Change "pixel coordinates" to "image coordinates" everywhere it appears in the records below and leave everything else unchanged. Give back the full records with that edit, but without the pictures.

▶ [DATASET]:
· · · · ·

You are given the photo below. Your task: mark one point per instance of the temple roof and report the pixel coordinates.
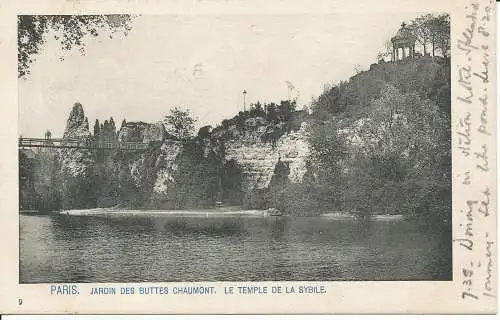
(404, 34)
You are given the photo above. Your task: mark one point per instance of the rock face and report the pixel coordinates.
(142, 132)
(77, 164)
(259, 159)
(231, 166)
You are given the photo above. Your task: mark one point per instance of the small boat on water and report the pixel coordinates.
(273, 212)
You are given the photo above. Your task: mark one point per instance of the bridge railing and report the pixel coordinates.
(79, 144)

· · · · ·

▶ [TASK RESPONSE]:
You are given the photo below. Your task: mark one point per instance of the temple roof and report the image coordinates.
(404, 34)
You are given the photo above. Your task: mark one point per instance of the rock face and report the image coordinates.
(142, 132)
(77, 164)
(259, 159)
(231, 166)
You are given the photo above. Your task: mark one point per instance of the small boat on water and report the image coordinates.
(273, 212)
You are given the photo above. Your task: mark one point per instance of the bridge railing and report the image coordinates.
(79, 144)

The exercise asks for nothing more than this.